* OBJECTIVE *
Gather every line in the rows below that contains the string "detect", and copy each one out in full.

* DATA SHOWN *
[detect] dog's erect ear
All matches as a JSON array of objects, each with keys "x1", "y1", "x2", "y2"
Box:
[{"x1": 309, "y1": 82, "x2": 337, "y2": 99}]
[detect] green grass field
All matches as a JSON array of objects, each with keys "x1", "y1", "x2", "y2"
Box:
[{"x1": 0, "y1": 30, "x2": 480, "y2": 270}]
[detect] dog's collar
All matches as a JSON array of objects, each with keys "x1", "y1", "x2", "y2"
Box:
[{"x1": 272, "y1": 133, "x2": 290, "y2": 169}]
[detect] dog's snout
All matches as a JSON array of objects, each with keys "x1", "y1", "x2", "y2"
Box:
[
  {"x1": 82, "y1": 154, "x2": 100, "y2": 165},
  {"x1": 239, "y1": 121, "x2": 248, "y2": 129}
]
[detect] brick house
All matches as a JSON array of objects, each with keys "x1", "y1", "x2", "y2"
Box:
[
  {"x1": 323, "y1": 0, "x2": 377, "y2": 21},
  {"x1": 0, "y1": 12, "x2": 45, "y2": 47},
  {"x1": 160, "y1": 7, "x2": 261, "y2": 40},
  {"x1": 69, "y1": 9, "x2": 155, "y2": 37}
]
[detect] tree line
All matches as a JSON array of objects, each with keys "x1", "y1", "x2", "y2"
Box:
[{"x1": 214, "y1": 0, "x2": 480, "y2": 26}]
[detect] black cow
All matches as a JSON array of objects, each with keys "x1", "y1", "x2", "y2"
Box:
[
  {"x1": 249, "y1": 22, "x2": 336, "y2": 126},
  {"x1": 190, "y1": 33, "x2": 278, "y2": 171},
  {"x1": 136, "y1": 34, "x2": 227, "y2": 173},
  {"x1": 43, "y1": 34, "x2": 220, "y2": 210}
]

* ANSWER FOR THIS EXERCISE *
[detect] dog's erect ear
[detect] green grass field
[detect] dog's collar
[detect] dog's snout
[detect] brick house
[detect] tree line
[detect] black cow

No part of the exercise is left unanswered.